## MATERIAL SUPPLIED:
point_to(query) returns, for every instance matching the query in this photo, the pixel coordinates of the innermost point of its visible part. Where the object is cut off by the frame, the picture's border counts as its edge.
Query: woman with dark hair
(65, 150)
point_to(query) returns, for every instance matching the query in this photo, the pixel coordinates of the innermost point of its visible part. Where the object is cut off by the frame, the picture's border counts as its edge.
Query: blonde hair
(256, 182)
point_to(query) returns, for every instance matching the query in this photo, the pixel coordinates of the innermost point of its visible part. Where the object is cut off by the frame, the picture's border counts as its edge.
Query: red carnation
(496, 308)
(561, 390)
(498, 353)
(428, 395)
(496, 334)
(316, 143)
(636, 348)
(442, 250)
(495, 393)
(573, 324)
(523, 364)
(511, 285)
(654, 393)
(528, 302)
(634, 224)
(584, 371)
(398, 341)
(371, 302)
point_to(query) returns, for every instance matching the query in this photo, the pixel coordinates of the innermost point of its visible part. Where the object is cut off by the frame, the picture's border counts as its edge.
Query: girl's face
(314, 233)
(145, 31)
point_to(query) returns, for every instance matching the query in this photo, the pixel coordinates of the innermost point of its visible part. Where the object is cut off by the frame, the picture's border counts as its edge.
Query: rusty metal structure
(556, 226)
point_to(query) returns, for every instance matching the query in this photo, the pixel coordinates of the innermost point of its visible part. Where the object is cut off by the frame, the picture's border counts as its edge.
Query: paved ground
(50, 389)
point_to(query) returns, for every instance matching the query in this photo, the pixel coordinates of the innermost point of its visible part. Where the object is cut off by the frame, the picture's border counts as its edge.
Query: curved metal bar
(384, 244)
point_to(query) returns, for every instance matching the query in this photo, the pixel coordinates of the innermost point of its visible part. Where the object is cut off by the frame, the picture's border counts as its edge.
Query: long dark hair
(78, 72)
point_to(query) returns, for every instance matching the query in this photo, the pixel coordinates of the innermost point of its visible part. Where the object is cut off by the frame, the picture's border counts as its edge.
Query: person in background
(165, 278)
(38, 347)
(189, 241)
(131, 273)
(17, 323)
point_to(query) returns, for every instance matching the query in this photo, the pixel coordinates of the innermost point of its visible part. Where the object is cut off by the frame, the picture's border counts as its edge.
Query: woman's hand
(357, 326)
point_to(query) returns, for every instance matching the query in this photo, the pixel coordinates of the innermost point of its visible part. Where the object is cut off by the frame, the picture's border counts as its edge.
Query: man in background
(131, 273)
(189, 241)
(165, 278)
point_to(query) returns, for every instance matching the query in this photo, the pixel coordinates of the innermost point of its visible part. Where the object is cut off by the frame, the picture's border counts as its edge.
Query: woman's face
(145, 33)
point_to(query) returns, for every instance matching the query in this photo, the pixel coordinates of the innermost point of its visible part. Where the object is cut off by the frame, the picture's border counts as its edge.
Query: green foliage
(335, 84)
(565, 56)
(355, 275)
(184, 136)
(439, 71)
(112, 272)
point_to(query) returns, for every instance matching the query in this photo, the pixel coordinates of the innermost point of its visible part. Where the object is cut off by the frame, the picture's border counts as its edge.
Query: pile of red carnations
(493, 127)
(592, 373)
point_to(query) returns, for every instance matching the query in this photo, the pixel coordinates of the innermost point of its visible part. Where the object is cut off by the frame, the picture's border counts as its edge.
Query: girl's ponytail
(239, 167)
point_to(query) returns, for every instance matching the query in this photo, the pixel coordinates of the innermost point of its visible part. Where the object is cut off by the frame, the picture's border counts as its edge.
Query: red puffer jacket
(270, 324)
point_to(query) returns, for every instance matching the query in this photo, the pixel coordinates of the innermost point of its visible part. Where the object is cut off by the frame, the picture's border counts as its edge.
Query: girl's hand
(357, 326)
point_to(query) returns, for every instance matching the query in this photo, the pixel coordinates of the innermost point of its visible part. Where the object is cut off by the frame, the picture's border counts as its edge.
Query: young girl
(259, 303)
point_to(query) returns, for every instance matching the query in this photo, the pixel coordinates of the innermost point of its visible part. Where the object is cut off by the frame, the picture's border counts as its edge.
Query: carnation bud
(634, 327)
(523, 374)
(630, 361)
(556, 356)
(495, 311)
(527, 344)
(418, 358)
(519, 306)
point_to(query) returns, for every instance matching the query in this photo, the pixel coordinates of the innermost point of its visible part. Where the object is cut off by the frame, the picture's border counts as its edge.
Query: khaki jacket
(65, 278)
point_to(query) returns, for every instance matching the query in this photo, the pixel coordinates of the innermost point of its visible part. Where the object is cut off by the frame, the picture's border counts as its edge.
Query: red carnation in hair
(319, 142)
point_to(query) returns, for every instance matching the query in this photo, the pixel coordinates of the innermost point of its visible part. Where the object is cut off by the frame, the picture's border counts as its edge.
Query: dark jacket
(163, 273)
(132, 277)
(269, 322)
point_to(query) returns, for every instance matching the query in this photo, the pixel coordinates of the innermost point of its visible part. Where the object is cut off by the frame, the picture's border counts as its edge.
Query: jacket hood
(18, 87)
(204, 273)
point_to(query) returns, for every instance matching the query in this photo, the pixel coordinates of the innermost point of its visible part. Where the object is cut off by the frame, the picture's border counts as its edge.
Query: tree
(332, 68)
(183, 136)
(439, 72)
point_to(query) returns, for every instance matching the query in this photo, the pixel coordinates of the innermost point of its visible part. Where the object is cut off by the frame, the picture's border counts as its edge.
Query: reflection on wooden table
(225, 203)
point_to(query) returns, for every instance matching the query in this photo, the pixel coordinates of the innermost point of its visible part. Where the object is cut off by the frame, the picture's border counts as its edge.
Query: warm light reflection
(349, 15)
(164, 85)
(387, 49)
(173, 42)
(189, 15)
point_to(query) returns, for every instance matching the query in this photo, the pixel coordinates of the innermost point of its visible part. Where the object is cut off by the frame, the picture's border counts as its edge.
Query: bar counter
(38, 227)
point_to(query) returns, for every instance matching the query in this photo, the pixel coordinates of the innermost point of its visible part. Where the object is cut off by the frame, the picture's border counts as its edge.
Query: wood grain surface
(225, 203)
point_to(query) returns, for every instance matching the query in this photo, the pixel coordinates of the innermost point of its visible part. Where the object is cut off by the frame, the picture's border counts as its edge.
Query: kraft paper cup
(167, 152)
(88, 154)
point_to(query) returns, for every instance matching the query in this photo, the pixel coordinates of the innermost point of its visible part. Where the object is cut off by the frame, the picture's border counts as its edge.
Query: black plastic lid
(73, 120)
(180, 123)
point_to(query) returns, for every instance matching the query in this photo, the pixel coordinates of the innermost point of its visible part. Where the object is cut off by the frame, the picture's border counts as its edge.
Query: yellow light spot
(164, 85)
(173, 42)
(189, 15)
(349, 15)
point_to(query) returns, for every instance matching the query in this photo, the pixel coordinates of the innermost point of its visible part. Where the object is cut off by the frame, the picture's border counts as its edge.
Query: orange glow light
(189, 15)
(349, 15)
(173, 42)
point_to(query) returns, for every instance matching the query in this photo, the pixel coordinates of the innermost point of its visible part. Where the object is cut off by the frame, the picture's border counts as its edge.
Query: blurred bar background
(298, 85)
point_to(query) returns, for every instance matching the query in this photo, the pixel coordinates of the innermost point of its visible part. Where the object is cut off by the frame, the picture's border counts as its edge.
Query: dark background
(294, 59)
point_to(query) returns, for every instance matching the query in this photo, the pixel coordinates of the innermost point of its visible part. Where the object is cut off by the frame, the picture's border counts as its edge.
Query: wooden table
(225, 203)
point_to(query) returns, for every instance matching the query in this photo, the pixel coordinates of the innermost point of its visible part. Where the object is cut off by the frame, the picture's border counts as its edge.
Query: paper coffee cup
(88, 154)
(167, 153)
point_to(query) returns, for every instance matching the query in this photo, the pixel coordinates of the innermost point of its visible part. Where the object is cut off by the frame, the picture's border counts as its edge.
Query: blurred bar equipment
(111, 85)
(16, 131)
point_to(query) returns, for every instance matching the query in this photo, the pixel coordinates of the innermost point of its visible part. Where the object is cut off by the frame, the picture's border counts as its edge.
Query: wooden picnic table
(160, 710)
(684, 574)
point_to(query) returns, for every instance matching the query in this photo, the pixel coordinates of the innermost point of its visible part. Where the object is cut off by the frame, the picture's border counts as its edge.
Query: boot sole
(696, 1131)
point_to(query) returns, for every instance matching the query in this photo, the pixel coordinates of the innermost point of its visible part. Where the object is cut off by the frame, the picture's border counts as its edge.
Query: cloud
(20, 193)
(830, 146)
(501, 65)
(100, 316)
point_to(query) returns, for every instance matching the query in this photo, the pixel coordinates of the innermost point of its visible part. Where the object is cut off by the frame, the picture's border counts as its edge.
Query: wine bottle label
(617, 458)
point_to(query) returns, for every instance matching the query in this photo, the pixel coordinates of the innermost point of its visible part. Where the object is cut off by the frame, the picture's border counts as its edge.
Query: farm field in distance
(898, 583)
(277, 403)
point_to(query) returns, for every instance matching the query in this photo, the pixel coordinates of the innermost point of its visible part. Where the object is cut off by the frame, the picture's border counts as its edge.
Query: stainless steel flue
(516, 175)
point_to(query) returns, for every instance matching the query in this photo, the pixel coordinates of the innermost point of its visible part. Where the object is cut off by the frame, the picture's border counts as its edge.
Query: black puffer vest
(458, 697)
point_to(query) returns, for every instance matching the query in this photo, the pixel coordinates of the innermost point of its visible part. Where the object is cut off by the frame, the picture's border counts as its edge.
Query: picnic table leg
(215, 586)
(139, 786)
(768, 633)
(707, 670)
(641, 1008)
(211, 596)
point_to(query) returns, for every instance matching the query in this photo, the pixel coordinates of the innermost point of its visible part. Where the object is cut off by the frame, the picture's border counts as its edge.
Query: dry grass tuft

## PROBLEM TO SOLVE:
Pull out every line of the records above that contains the word "puffer", and note that case counts.

## THE REPLY:
Query: red puffer jacket
Query: black puffer vest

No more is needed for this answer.